# [Extrait du document]
________________
AL - Absolument. Cela renvoie à une question plus générale : savoir si la politique sociale doit être prioritairement une politique de la demande, c’est-à-dire on subventionne le consommateur final, ou une politique de l’aval. Je pense que cette dernière doit dominer avec l’organisation d’une offre de services qualifiés. C’est un peu le même problème qu’avec le logement ou l’éducation. Est-ce que l’on doit donner des chèques à tout le monde puis laisser le marché opérer. Ou bien est-ce que l’Etat organise le service pour l’offrir gratuitement aux usagers. Je pense qu’il faut aller vers des formes où l’État investit - parc exemple sous forme de dispense de cotisations sociales ou de dispense d’impôts - au profit d’organismes associatifs qui prennent en charge ces nouveau services.

Mvts - Cela ne répond pas à l’objection initiale de la "trappe à femmes" ?

AL - Au départ, elle est inévitable. Mais comme de toute façon le problème se pose. Que les femmes occupent déjà ce type d’emplois lorsqu’ils sont marchands, autant le faire mieux. Ensuite la question est de savoir s’il faut tordre le bâton et avoir une politique posant la question de l’embauche en termes de " pourquoi toujours des femmes ? ". Ma position est que lorsque ces activités seront massivement sorties du cadre domestique, la mixité viendra d’elle-même. Prenez le cas de la cuisine ou de la vaisselle. Quand il s’agit de tâches domestiques, ce sont des activités très largement féminines. Quand elles sont réalisées dans un cadre marchand, qu’il s’agisse de restaurants ou d’entreprises de restauration, les hommes sont massivement présents. Autrement dit, dès lors qu’on sort une valeur d’usage bien précise de son ancien cadre, les possibles s’ouvrent très vite. Cela c’est la première réponse. La réponse plus forte est qu’il ne faut attendre d’un rapport social que ce qu’il peut donner. A lui seul le rapport salarial ne résoudra pas tous les rapports de subordination des femmes aux hommes. Ceux-ci existaient bien avant les rapports marchands. Les réformes du rapport salarial ne peuvent pas changer cela s’il n’y a pas d’autres luttes et d’autres mécanismes, s’il n’y a pas de bataille des femmes par exemple pour dire nous n’avons pas vocation à être toujours les aides soignantes et des prestataires de service.
________________
# [Jeu de données]
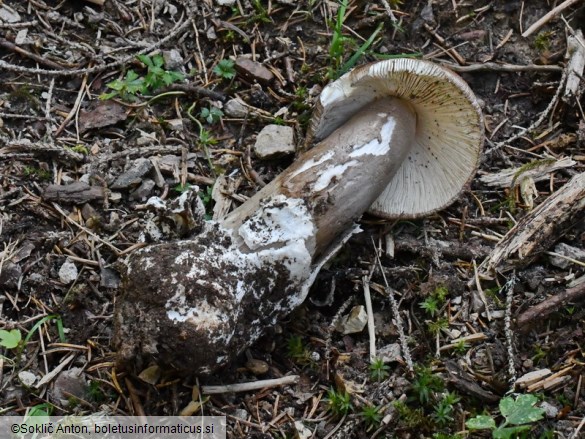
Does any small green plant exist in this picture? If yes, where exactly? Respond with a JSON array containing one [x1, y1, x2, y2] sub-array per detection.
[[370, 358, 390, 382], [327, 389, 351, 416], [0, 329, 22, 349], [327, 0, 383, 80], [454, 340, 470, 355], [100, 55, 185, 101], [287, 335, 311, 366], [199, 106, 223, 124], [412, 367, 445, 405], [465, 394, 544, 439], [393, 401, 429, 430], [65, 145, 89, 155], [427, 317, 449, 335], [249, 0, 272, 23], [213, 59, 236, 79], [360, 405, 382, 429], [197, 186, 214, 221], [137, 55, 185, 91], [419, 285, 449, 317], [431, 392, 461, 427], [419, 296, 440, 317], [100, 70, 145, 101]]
________________
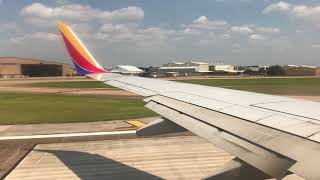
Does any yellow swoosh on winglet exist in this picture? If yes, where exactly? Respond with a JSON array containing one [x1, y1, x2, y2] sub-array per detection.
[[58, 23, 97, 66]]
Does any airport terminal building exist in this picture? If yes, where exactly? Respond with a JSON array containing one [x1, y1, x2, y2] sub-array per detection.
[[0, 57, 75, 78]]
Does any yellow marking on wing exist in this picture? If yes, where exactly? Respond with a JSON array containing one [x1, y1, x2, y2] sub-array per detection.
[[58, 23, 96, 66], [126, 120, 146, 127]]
________________
# [Consignes]
1 > Dans l'extrait sur la politique sociale, quelles tâches domestiques sont données en exemple d'activités où les hommes deviennent massivement présents une fois exercées dans un cadre marchand ?
2 > Poursuivez, s'il vous plaît, l'extrait sur la politique sociale après sa dernière phrase.

# [Corrigé]
1 > La cuisine et la vaisselle.

2 >
Mvts - Faut-il alors imaginer des mesures d’encouragement à la mixité au sein du tiers secteur associatif ?

AL - En l’occurrence cela voudrait une discrimination positive en faveur des hommes ! C’est délicat. On a vu dans les années 90, au coeur de la crise, les femmes protester contre l’arrivée des hommes dans les écoles maternelles ou dans le secteur infirmier. Mon expérience dans le secteur alternatif est que les animateurs ont souvent le goût de la mixité. Est-ce qu’il faut aller plus loin en disant par exemple que les privilèges fiscaux du tiers secteur ne sont valables que s’il y a une politique de recrutement spécifique. Peut-être mais il y a des limites. Qui viennent notamment de l’usager. En particulier du côté des personnes âgées. Juste un exemple évocateur. Darty a il y a quelques années formé une escouade de réparatrices de télévision exclusivement composées de jeunes femmes beurs. La société a très vite abandonné cette politique. Sous la pression de ses clients mâles. C’était déjà une humiliation pour les maîtres de maison d’avoir à recevoir une femme venant réparer son téléviseur, mais s’il s’agissait en plus d’une beurette...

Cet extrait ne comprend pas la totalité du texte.